Record set -
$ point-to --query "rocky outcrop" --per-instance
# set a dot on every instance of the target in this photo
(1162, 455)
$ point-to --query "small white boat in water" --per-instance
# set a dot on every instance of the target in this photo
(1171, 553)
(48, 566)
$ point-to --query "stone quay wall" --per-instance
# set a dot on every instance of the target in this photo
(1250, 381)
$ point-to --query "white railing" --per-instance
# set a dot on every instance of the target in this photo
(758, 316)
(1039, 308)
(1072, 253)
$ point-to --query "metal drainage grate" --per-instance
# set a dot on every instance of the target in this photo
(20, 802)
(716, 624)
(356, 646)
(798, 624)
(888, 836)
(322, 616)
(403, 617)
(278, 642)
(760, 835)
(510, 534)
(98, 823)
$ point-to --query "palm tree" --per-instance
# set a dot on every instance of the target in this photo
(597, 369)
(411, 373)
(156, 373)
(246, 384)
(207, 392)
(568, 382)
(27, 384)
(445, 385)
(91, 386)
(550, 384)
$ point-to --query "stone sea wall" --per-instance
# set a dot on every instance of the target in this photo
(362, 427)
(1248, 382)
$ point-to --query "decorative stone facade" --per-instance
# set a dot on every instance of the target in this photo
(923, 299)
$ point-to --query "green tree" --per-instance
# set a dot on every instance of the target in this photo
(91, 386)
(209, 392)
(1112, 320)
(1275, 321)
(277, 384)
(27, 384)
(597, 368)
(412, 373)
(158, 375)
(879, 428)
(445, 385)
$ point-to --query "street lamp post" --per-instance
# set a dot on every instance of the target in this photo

Directions - Transcribe all entries exactly as they appear above.

Exercise response -
$ point-to --query "rocky outcrop" --per-instance
# set a dot on every instance of the target in this photo
(1162, 455)
$ point-to --query "small white boat in water" --per-instance
# set a dot on every instance of the target in this photo
(1171, 553)
(48, 566)
$ point-to --query "stone quay wall" --per-instance
# set a dot on every instance of the target in this photo
(1250, 381)
$ point-to --query "white railing" --per-instance
# set a dot on every instance of the target in this photo
(758, 316)
(1039, 308)
(1072, 253)
$ point-to --query "metal drainage grate" --per-instance
# set a dot on every instance of the target in this photo
(20, 802)
(716, 624)
(356, 646)
(798, 624)
(888, 836)
(322, 616)
(403, 617)
(278, 642)
(760, 835)
(510, 534)
(98, 823)
$ point-to --query "palm tree" --per-instance
# set a dot on every instance of the target in this photo
(597, 369)
(411, 373)
(156, 373)
(246, 384)
(207, 392)
(568, 382)
(27, 384)
(445, 385)
(91, 386)
(550, 384)
$ point-to --query "stone sea wall" --per-instance
# set a dot on every instance of the target in this photo
(362, 427)
(1248, 382)
$ point-to --query "decorative stone facade" --per-instance
# set a dot on every instance of the target in this photo
(923, 299)
$ point-to --query "green tree" --per-instance
# set a dot on every instance of the target in this photo
(91, 386)
(209, 392)
(1112, 320)
(1275, 321)
(277, 384)
(27, 384)
(597, 368)
(412, 373)
(158, 375)
(879, 428)
(445, 385)
$ point-to --query "street lamp post" --per-instance
# set a dot on every instance of the target in this photo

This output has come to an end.